▶ **Фрагмент документа**:
::::::
Эти предпосылки, по мнению Фуко, определяются господствующими семиотическими отношениями, или отношениями «слов» и «вещей». Истоки этих отношений не следует искать ни на эмпирическом уровне (на уровне языка, схем восприятия и воспроизведения, ценностей), обусловливаемом базовыми кодами культуры, ни на уровне теорий философского или научного объяснения. Отношения «слов» и «вещей» расположены между эмпирическим и теоретическим уровнями, в «основополагающем» пространстве, предшествующем «словам, восприятиям и жестам». Продуцируемый этой областью порядок признается как очевидный, сопрягается с пространством и временем и связывается с тем, что та или иная культура считает для себя истинным. Однако в связи с действием скрытых структур сознания происходит «проблематизация» каких-либо вещей, фокусирующих на них особое внимание.

Переход на уровень предмета инициирован действием эпистемы, являющейся мыслительной предпосылкой познания и культуры. Эпистема не только предпосылочное, но иформообразующее начало познавательных полей культуры.
::::::
▶ **Материал набора данных**:

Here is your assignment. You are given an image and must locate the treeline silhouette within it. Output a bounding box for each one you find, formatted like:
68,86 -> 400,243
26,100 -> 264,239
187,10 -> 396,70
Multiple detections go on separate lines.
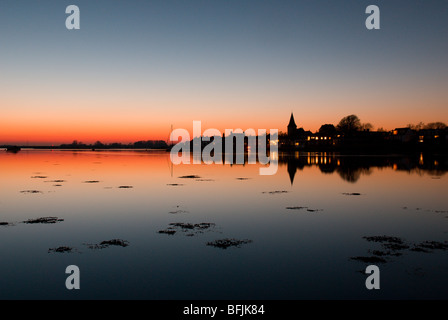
279,114 -> 448,154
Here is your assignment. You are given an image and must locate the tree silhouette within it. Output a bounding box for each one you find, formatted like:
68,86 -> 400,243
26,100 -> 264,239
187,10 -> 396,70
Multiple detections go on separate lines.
424,122 -> 446,129
319,124 -> 336,137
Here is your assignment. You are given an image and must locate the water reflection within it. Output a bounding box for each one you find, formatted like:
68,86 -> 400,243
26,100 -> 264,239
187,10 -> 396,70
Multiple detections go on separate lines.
278,152 -> 448,185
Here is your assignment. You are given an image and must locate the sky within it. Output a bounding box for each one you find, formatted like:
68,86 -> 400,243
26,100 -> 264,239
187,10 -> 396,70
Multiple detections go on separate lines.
0,0 -> 448,145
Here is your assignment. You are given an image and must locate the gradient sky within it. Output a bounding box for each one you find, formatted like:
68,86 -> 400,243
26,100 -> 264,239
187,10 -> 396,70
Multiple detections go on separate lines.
0,0 -> 448,144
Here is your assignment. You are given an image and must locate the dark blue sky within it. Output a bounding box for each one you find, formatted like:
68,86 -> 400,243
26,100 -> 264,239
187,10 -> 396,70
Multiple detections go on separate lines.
0,0 -> 448,140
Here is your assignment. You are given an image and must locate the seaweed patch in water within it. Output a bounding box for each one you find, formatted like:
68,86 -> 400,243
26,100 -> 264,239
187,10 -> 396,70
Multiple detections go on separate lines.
169,210 -> 188,214
158,222 -> 215,237
350,256 -> 387,263
85,239 -> 129,249
207,238 -> 252,249
48,246 -> 73,253
23,217 -> 64,224
262,190 -> 289,194
20,190 -> 43,193
158,229 -> 176,236
363,236 -> 403,244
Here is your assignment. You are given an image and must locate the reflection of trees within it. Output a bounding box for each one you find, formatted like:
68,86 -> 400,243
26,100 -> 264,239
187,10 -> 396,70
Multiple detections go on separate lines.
279,152 -> 448,184
336,167 -> 372,183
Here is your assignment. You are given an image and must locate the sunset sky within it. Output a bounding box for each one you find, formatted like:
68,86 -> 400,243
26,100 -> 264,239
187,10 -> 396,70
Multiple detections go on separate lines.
0,0 -> 448,145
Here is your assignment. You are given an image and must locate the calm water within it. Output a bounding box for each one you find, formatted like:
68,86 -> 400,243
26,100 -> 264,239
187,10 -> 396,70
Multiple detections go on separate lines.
0,150 -> 448,299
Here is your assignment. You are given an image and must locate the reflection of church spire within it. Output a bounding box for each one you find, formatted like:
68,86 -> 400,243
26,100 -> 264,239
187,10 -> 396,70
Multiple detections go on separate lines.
288,159 -> 297,186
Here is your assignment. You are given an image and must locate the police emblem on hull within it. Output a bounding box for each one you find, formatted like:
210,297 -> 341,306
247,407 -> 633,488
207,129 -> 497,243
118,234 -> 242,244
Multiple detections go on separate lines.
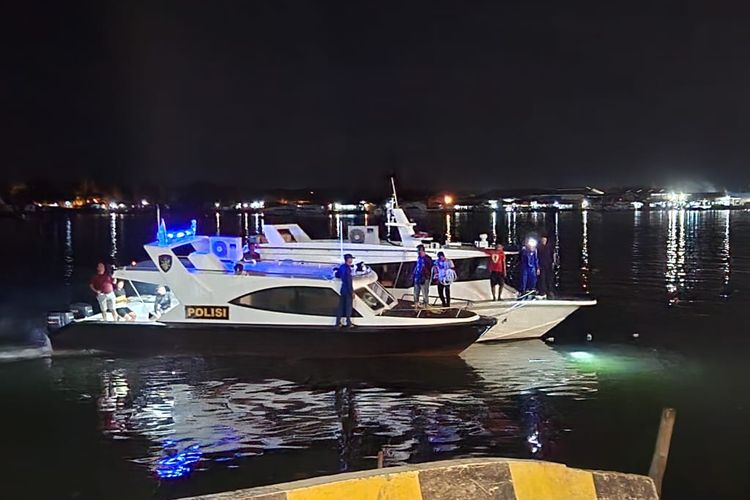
::::::
▶ **Задание**: Перечислите все составляющие эмпирического уровня, которые фрагмент приводит в скобках. Материал получен из иного источника, чем фрагмент.

▶ **Ответ на задание**: Язык; схемы восприятия и воспроизведения; ценности.